Write out the data below in full. Keep it exact.

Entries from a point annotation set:
——
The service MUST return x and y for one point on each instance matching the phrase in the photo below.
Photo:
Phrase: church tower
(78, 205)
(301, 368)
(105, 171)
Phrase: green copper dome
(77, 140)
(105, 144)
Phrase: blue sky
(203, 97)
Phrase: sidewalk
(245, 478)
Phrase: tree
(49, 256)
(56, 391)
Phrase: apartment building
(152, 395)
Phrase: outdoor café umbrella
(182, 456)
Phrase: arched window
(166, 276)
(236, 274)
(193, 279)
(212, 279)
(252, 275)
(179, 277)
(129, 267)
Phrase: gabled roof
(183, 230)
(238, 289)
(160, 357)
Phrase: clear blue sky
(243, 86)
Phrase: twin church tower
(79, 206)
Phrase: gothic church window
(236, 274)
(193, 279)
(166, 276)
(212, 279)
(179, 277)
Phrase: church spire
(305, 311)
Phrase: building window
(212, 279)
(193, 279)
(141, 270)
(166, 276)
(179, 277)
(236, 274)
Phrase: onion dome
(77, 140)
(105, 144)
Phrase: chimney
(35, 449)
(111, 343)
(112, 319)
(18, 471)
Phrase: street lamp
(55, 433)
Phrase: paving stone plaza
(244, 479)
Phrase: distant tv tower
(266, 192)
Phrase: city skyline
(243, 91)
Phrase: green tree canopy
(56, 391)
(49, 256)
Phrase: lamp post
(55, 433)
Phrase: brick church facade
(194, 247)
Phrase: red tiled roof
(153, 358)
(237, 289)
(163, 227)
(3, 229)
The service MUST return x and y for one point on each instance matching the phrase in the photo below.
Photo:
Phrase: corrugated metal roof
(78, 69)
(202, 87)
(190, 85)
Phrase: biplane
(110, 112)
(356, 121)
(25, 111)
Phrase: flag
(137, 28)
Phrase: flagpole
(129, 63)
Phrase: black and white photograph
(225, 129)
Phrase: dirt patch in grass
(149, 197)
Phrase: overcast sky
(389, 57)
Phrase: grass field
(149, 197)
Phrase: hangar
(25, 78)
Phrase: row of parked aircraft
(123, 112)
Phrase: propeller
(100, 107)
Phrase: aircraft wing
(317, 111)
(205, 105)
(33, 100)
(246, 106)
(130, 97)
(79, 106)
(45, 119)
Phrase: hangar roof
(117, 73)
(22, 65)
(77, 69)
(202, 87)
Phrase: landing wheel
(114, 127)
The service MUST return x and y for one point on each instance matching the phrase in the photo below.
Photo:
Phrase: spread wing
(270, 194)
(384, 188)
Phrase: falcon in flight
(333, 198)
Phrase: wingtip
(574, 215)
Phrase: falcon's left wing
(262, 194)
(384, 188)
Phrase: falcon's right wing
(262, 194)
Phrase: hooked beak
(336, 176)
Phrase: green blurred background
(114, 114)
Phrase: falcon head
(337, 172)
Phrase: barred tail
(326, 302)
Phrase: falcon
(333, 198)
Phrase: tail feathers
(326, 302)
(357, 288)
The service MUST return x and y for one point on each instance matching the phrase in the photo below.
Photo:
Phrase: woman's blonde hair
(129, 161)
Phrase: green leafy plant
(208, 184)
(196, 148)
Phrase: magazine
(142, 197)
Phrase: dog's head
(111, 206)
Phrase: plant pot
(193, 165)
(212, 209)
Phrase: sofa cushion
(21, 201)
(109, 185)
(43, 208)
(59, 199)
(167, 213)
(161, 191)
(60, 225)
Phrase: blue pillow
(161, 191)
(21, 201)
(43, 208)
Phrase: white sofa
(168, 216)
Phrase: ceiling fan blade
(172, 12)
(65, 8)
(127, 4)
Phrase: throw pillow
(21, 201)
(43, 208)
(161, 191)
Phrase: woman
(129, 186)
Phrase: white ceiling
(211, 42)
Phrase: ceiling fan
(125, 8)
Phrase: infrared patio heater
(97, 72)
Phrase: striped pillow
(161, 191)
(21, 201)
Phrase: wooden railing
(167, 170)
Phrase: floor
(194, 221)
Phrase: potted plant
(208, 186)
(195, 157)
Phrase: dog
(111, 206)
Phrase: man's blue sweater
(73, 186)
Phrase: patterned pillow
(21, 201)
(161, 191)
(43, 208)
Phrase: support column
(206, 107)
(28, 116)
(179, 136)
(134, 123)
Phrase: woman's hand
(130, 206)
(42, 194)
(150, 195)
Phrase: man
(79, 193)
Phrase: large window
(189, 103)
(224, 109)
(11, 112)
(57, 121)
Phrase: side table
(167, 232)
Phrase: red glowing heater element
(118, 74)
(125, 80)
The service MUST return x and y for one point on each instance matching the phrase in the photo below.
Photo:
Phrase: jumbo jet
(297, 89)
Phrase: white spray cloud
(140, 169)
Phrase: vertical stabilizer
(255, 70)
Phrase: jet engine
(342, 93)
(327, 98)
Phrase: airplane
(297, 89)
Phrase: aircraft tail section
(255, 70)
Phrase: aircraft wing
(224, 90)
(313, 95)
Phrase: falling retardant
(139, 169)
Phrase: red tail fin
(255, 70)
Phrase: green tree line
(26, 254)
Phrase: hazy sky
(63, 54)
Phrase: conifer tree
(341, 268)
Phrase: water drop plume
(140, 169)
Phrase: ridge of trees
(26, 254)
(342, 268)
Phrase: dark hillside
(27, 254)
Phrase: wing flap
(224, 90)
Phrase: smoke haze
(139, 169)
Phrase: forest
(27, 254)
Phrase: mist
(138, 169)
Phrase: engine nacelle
——
**SOLUTION FOR THIS PROBLEM**.
The service MUST return x and y for one point on each instance matching the phrase in the photo below.
Photo:
Phrase: church tower
(78, 205)
(301, 368)
(105, 171)
Phrase: green copper dome
(77, 140)
(105, 144)
Phrase: blue sky
(203, 97)
Phrase: sidewalk
(245, 478)
Phrase: tree
(49, 256)
(56, 391)
Phrase: apartment building
(152, 395)
Phrase: outdoor café umbrella
(182, 456)
Phrase: arched window
(166, 276)
(236, 274)
(193, 279)
(212, 279)
(252, 275)
(179, 277)
(129, 267)
Phrase: gabled roof
(183, 230)
(238, 289)
(160, 357)
Phrase: clear blue sky
(243, 86)
Phrase: twin church tower
(79, 206)
Phrase: gothic church window
(236, 274)
(193, 279)
(166, 276)
(212, 279)
(179, 277)
Phrase: church spire
(305, 311)
Phrase: building window
(212, 279)
(193, 279)
(141, 270)
(166, 276)
(179, 277)
(236, 274)
Phrase: onion dome
(77, 140)
(105, 144)
Phrase: chimney
(35, 449)
(111, 343)
(112, 319)
(18, 471)
Phrase: street lamp
(55, 433)
Phrase: paving stone plaza
(244, 479)
Phrase: distant tv tower
(266, 192)
Phrase: city skyline
(243, 91)
Phrase: green tree canopy
(56, 391)
(49, 256)
Phrase: lamp post
(55, 433)
Phrase: brick church facade
(194, 247)
Phrase: red tiled roof
(153, 358)
(237, 289)
(163, 227)
(3, 229)
The service MUST return x and y for one point on each instance matching the phrase in the photo below.
Photo:
Phrase: corrugated metal roof
(78, 69)
(202, 87)
(190, 85)
Phrase: biplane
(110, 112)
(356, 121)
(25, 111)
Phrase: flag
(137, 28)
Phrase: flagpole
(129, 63)
Phrase: black and white photograph
(225, 129)
Phrase: dirt patch in grass
(149, 197)
Phrase: overcast sky
(389, 57)
Phrase: grass field
(149, 197)
Phrase: hangar
(25, 78)
Phrase: row of parked aircraft
(123, 112)
Phrase: propeller
(100, 107)
Phrase: aircraft wing
(317, 111)
(205, 105)
(33, 100)
(246, 106)
(130, 97)
(79, 106)
(45, 119)
Phrase: hangar roof
(117, 73)
(22, 65)
(77, 69)
(202, 87)
Phrase: landing wheel
(114, 127)
The service MUST return x and y for one point on each instance matching the phrase in the photo below.
Photo:
Phrase: spread wing
(270, 194)
(384, 188)
Phrase: falcon in flight
(333, 198)
Phrase: wingtip
(574, 215)
Phrase: falcon's left wing
(262, 194)
(384, 188)
Phrase: falcon's right wing
(262, 194)
Phrase: hooked beak
(336, 176)
Phrase: green blurred background
(114, 114)
Phrase: falcon head
(337, 172)
Phrase: barred tail
(326, 302)
Phrase: falcon
(333, 198)
Phrase: tail feathers
(326, 302)
(357, 288)
The service MUST return x and y for one point on each instance matching the phrase in the photo below.
Photo:
Phrase: woman's blonde hair
(129, 161)
Phrase: green leafy plant
(208, 184)
(196, 148)
Phrase: magazine
(142, 197)
Phrase: dog's head
(111, 206)
Phrase: plant pot
(193, 165)
(212, 209)
Phrase: sofa cushion
(21, 201)
(109, 185)
(43, 208)
(59, 199)
(167, 213)
(161, 191)
(60, 225)
Phrase: blue pillow
(161, 191)
(21, 201)
(43, 208)
Phrase: white sofa
(168, 216)
Phrase: ceiling fan blade
(172, 12)
(65, 8)
(127, 4)
Phrase: throw pillow
(21, 201)
(43, 208)
(161, 191)
Phrase: woman
(129, 186)
Phrase: white ceiling
(211, 42)
Phrase: ceiling fan
(125, 8)
Phrase: infrared patio heater
(97, 72)
Phrase: striped pillow
(161, 191)
(21, 201)
Phrase: wooden railing
(167, 170)
Phrase: floor
(194, 221)
Phrase: potted plant
(208, 186)
(195, 157)
Phrase: dog
(111, 206)
Phrase: man's blue sweater
(73, 186)
Phrase: patterned pillow
(21, 201)
(161, 191)
(43, 208)
Phrase: support column
(206, 107)
(28, 116)
(179, 136)
(134, 123)
Phrase: woman's hand
(130, 206)
(42, 194)
(150, 195)
Phrase: man
(79, 193)
Phrase: large window
(189, 103)
(224, 109)
(11, 112)
(57, 121)
Phrase: side table
(167, 232)
Phrase: red glowing heater element
(118, 74)
(125, 80)
The service MUST return x and y for one point on each instance matching the phrase in the photo below.
Photo:
Phrase: jumbo jet
(297, 89)
Phrase: white spray cloud
(140, 169)
Phrase: vertical stabilizer
(255, 70)
Phrase: jet engine
(342, 93)
(327, 98)
Phrase: airplane
(297, 89)
Phrase: aircraft tail section
(255, 70)
Phrase: aircraft wing
(224, 90)
(313, 95)
Phrase: falling retardant
(139, 169)
Phrase: red tail fin
(255, 70)
Phrase: green tree line
(26, 254)
Phrase: hazy sky
(63, 54)
Phrase: conifer tree
(341, 268)
Phrase: water drop plume
(140, 169)
Phrase: ridge of trees
(26, 254)
(342, 268)
Phrase: dark hillside
(27, 254)
Phrase: wing flap
(224, 90)
Phrase: smoke haze
(139, 169)
Phrase: forest
(27, 254)
Phrase: mist
(138, 169)
Phrase: engine nacelle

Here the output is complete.